[begin Entries]

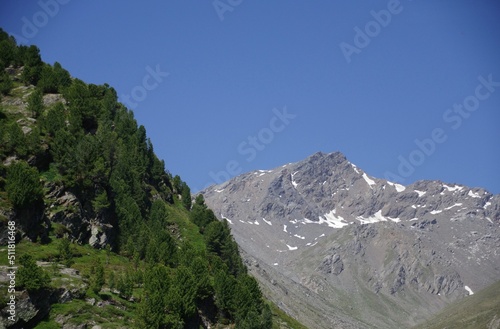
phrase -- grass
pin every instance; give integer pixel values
(477, 311)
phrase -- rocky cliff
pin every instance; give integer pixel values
(352, 250)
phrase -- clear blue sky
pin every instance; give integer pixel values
(369, 95)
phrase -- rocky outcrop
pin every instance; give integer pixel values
(81, 223)
(351, 239)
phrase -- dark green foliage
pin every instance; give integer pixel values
(8, 50)
(23, 185)
(54, 121)
(30, 276)
(30, 57)
(92, 146)
(35, 103)
(125, 285)
(65, 254)
(96, 280)
(53, 79)
(186, 196)
(16, 140)
(6, 83)
(201, 215)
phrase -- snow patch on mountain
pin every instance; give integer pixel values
(368, 180)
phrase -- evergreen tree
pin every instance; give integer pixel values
(96, 280)
(23, 185)
(6, 83)
(65, 253)
(35, 103)
(55, 119)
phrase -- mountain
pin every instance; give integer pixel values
(94, 231)
(333, 246)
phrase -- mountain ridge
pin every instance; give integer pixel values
(404, 244)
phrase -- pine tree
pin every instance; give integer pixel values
(23, 185)
(35, 103)
(96, 280)
(65, 253)
(30, 276)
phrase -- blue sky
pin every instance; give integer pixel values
(407, 90)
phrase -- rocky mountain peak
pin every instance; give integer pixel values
(325, 223)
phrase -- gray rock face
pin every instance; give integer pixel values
(357, 249)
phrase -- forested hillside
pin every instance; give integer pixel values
(104, 234)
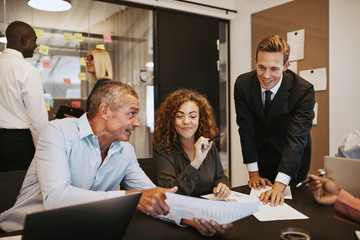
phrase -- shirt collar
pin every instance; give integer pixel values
(84, 126)
(86, 130)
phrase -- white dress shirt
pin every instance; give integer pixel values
(22, 103)
(67, 169)
(253, 167)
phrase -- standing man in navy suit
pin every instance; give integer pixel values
(274, 125)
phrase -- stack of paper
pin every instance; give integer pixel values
(222, 212)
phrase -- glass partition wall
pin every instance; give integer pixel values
(64, 38)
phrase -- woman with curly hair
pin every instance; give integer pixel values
(184, 156)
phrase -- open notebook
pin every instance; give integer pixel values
(105, 219)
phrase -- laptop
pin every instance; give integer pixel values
(105, 219)
(345, 172)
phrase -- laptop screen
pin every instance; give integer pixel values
(105, 219)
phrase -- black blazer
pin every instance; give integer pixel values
(286, 127)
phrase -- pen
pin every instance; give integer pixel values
(216, 137)
(259, 184)
(322, 173)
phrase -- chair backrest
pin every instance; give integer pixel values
(10, 185)
(149, 167)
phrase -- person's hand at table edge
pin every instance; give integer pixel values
(152, 201)
(256, 182)
(207, 227)
(274, 196)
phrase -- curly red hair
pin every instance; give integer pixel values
(165, 135)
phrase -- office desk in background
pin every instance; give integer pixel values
(321, 224)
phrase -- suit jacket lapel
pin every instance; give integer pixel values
(281, 97)
(256, 95)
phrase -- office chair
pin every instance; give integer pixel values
(10, 185)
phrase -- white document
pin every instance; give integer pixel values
(296, 40)
(234, 197)
(317, 77)
(222, 212)
(256, 193)
(280, 212)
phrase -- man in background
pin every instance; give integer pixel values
(274, 108)
(22, 103)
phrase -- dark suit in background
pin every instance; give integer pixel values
(279, 142)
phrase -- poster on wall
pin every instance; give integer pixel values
(296, 40)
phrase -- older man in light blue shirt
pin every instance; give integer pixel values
(85, 159)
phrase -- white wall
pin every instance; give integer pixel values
(344, 77)
(344, 82)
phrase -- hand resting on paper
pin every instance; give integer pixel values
(207, 227)
(221, 191)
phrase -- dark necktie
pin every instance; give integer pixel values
(267, 101)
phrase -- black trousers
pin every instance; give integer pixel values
(16, 149)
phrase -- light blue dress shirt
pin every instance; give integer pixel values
(67, 169)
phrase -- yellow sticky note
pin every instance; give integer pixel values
(48, 107)
(43, 49)
(82, 61)
(68, 37)
(39, 33)
(100, 46)
(78, 37)
(82, 76)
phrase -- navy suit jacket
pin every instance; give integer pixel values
(285, 130)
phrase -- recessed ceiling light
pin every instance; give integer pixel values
(50, 5)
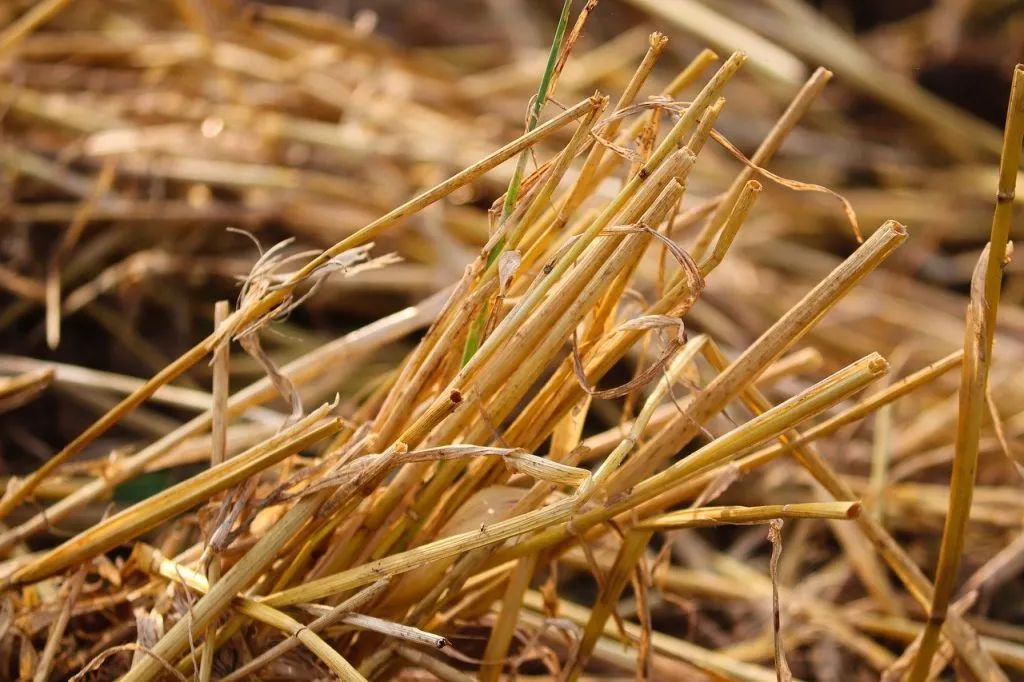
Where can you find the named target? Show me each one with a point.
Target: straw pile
(637, 423)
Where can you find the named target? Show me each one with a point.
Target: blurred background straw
(133, 134)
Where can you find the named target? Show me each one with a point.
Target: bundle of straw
(451, 518)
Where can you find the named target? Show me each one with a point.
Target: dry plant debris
(615, 364)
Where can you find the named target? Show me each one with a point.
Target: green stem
(476, 331)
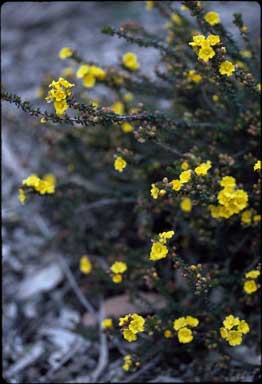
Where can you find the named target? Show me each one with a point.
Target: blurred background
(37, 319)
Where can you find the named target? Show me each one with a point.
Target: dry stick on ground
(144, 369)
(75, 287)
(103, 352)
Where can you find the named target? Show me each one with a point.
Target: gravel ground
(39, 339)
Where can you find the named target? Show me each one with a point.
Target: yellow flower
(230, 321)
(129, 61)
(162, 192)
(246, 53)
(158, 251)
(117, 279)
(107, 323)
(119, 267)
(137, 323)
(234, 338)
(127, 127)
(185, 166)
(168, 334)
(186, 205)
(127, 362)
(164, 236)
(149, 5)
(205, 53)
(154, 191)
(212, 18)
(226, 68)
(192, 321)
(21, 196)
(250, 286)
(119, 164)
(252, 274)
(243, 327)
(213, 39)
(228, 182)
(257, 166)
(32, 181)
(118, 108)
(203, 168)
(185, 176)
(60, 107)
(185, 335)
(129, 335)
(123, 321)
(197, 41)
(224, 333)
(176, 19)
(195, 77)
(246, 217)
(179, 323)
(89, 80)
(85, 265)
(65, 53)
(176, 185)
(128, 97)
(83, 70)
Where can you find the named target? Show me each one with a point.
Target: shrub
(162, 205)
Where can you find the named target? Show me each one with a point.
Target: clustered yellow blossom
(58, 94)
(85, 265)
(186, 204)
(159, 250)
(168, 334)
(127, 127)
(154, 191)
(185, 165)
(127, 363)
(65, 53)
(118, 268)
(231, 200)
(257, 166)
(164, 236)
(90, 74)
(203, 168)
(119, 164)
(131, 325)
(185, 176)
(233, 330)
(42, 186)
(107, 323)
(203, 46)
(193, 76)
(130, 61)
(118, 107)
(226, 68)
(212, 18)
(182, 325)
(250, 285)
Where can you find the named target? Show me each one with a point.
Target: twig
(144, 369)
(103, 353)
(75, 287)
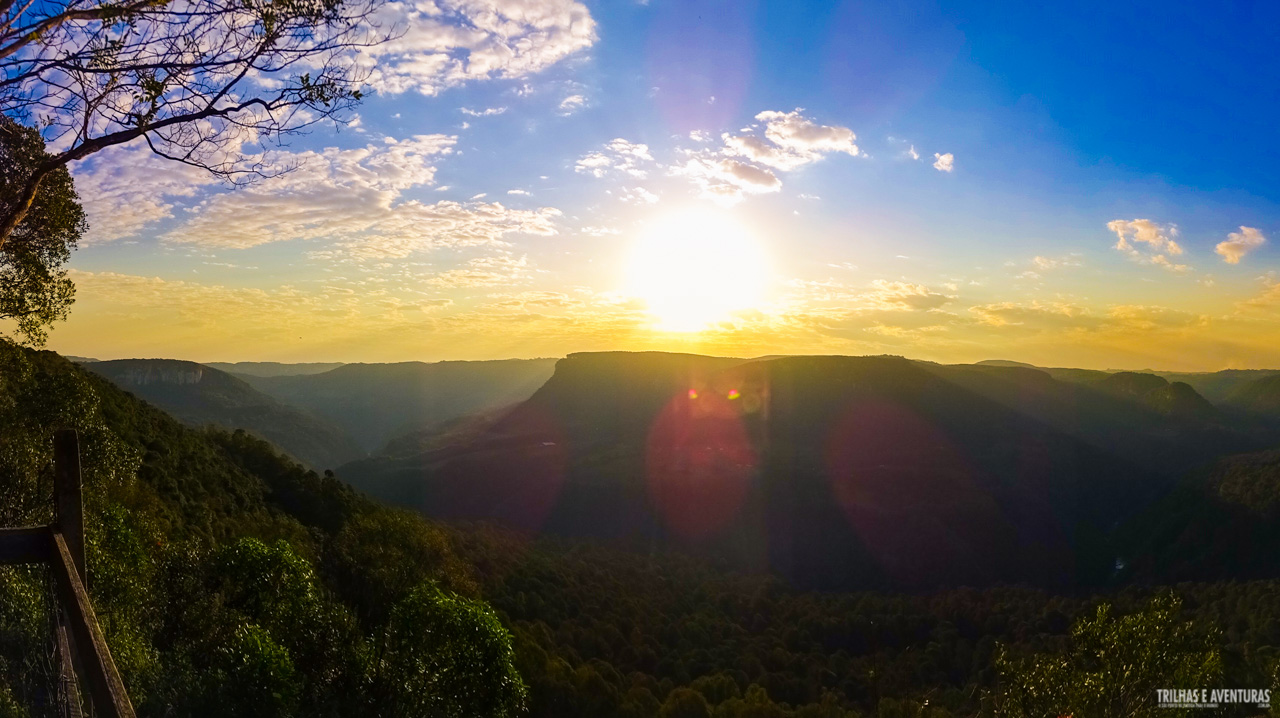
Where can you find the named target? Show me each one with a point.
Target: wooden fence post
(68, 501)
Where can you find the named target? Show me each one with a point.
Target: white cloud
(795, 132)
(572, 104)
(127, 188)
(794, 141)
(484, 113)
(494, 270)
(448, 42)
(618, 155)
(905, 296)
(1239, 243)
(1157, 238)
(638, 196)
(790, 141)
(727, 181)
(353, 200)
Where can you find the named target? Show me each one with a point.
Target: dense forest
(233, 581)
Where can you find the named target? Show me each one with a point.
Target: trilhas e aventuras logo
(1212, 698)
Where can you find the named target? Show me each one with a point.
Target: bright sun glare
(696, 268)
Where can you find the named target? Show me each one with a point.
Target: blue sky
(1075, 184)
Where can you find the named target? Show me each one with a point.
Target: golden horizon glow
(696, 268)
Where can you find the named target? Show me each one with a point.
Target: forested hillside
(229, 580)
(232, 581)
(200, 396)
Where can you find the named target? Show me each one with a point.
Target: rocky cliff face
(182, 375)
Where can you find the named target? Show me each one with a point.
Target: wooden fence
(81, 646)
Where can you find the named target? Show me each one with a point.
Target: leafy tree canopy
(35, 289)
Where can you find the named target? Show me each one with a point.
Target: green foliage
(202, 554)
(380, 556)
(447, 655)
(254, 677)
(1114, 666)
(35, 289)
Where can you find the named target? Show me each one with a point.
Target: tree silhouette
(204, 82)
(35, 289)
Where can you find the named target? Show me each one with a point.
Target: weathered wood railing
(60, 545)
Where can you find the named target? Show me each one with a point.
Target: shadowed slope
(376, 402)
(197, 394)
(831, 470)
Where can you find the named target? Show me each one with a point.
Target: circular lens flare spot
(699, 465)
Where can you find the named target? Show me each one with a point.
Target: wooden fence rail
(60, 545)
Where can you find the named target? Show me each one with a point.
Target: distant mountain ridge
(273, 367)
(378, 402)
(199, 394)
(833, 471)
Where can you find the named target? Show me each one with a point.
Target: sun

[end Entries]

▸ Stated exercise
Count the lines of the records that contain the string "chair", matching case exactly, and give only that number.

▸ Solved exercise
2